- Try it
In your copy of the data below, reproduce every entry exactly and omit the pictures.

- Records supplied
^^^^

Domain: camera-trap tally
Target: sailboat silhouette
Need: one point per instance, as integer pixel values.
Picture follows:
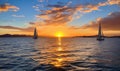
(35, 34)
(100, 33)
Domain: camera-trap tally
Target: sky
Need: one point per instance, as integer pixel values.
(66, 17)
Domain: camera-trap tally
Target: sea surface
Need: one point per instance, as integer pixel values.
(59, 54)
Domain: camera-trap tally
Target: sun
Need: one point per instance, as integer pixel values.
(59, 34)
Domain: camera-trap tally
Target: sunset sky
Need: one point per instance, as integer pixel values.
(65, 17)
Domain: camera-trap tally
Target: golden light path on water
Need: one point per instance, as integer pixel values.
(59, 60)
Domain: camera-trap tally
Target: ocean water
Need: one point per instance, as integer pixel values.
(59, 54)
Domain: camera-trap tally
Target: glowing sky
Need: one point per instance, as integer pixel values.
(69, 17)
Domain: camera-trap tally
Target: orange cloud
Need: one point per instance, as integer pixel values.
(6, 7)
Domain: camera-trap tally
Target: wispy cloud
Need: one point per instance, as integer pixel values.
(6, 7)
(19, 16)
(109, 23)
(60, 14)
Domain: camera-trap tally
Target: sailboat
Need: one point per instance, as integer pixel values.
(100, 33)
(35, 34)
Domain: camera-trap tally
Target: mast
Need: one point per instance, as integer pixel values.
(100, 33)
(35, 34)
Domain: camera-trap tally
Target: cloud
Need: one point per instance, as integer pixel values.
(6, 7)
(19, 16)
(60, 14)
(29, 29)
(111, 22)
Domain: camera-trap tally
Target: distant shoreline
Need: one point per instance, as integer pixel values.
(16, 35)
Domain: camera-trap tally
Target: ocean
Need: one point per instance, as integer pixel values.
(59, 54)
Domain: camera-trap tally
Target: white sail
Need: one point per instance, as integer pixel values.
(35, 34)
(100, 33)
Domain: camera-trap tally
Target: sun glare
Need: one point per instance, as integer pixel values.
(59, 34)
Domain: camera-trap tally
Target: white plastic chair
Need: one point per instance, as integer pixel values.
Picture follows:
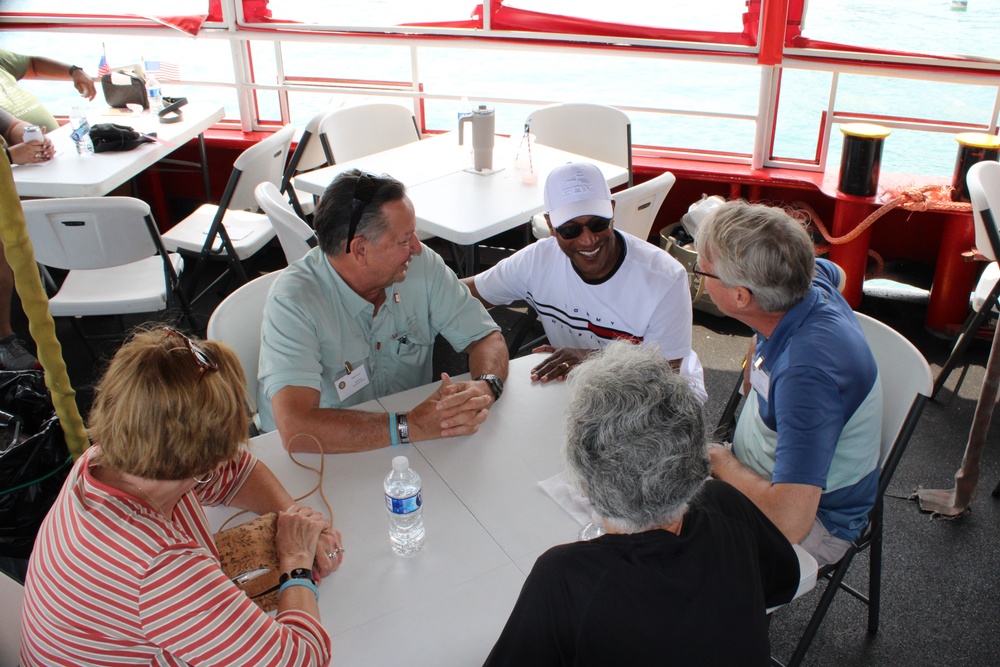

^^^^

- Output for this task
Domain: camera-trap tally
Target: sailboat silhouette
Need: one point per instance, as integer pixel values.
Picture follows:
(35, 34)
(100, 33)
Domain: camera-trap tally
Target: sky
Need: one point per instance, as integer pixel values.
(66, 17)
Domain: camera-trap tally
Target: sea surface
Need: one point per instance, as integer pixel values.
(59, 54)
Domain: camera-trap tally
Target: sun
Need: one point per instance, as integer pixel values.
(59, 34)
Domain: camera-trap tally
Target: sunset sky
Need: one point per instance, as integer pixel values.
(65, 17)
Domain: camera-trap tally
Target: golden light path on water
Need: one point per instance, as integer pixel values.
(59, 60)
Domain: camera-trap tally
Target: ocean water
Need: one point per instance, as integer pixel values.
(59, 54)
Domain: camera-trap tally
Target: glowing sky
Need: one point per instance, as integer pixel values.
(69, 17)
Domain: camera-trap tally
Target: orange cloud
Need: one point per instance, as integer pixel values.
(6, 7)
Domain: camera-trap tally
Target: wispy cloud
Need: one point per instance, as integer pixel values.
(6, 7)
(19, 16)
(109, 23)
(60, 14)
Domain: camera-trap tally
Target: sailboat
Need: one point per instance, as integer pixel values.
(100, 33)
(35, 34)
Domain: camera-trap tally
Target: mast
Need: one point per instance, as integer pixel values.
(100, 33)
(35, 34)
Domain: camera-trap tally
Target: cloud
Need: one point per instance, as integer pixel values.
(6, 7)
(19, 16)
(60, 14)
(29, 29)
(111, 22)
Domain: camera-trap tally
Target: distant shoreline
Need: one point per instance, as integer pixel values.
(16, 35)
Domain: camera-trap tally
Target: ocean
Need: one point per instance, as integer pixel values.
(59, 54)
Domain: camera-trap tally
Target: white sail
Need: one point per instance, as integer pixel values.
(35, 34)
(100, 33)
Domain: camera-trap tally
Target: sun glare
Need: one point per instance, as integer pixel values.
(59, 34)
Domain: camera-trap tally
Target: white plastic chair
Need: one point per instance, as integer pixel values.
Picture follows:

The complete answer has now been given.